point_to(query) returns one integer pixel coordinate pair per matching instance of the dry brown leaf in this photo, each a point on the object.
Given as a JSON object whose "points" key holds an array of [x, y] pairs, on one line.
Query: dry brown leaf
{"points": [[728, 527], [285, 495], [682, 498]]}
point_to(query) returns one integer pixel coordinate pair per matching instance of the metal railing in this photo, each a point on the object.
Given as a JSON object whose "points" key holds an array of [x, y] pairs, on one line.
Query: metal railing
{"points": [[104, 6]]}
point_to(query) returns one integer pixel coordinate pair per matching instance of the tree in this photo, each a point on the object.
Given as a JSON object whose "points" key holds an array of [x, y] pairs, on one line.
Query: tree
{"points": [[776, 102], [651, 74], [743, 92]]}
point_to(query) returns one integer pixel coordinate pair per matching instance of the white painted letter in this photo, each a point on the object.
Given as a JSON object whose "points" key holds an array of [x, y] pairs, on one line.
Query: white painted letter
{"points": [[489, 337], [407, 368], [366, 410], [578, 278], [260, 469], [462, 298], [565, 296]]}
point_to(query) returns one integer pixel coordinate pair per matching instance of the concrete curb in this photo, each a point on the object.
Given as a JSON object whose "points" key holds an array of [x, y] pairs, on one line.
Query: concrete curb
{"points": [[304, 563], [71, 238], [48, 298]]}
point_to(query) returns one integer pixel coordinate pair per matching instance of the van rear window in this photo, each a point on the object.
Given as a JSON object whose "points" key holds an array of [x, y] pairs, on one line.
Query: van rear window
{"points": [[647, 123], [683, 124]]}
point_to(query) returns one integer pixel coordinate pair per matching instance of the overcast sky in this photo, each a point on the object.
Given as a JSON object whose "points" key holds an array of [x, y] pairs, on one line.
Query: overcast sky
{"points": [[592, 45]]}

########

Look back at the entries above. Retype the line with "the van rear", the line with "of the overcast", and all lines in between.

▶ _Result for this exercise_
point_to(query) returns one integer pixel coordinate pair per matching instance of the van rear window in this photo, each a point on the object.
Given as a JSON object whose "points" key holds an array of [x, y] pairs, on one line.
Query: van rear window
{"points": [[647, 123], [683, 124]]}
point_to(query) returns one integer pixel coordinate pair per matching instance of the overcast sky in this photo, each a point on the object.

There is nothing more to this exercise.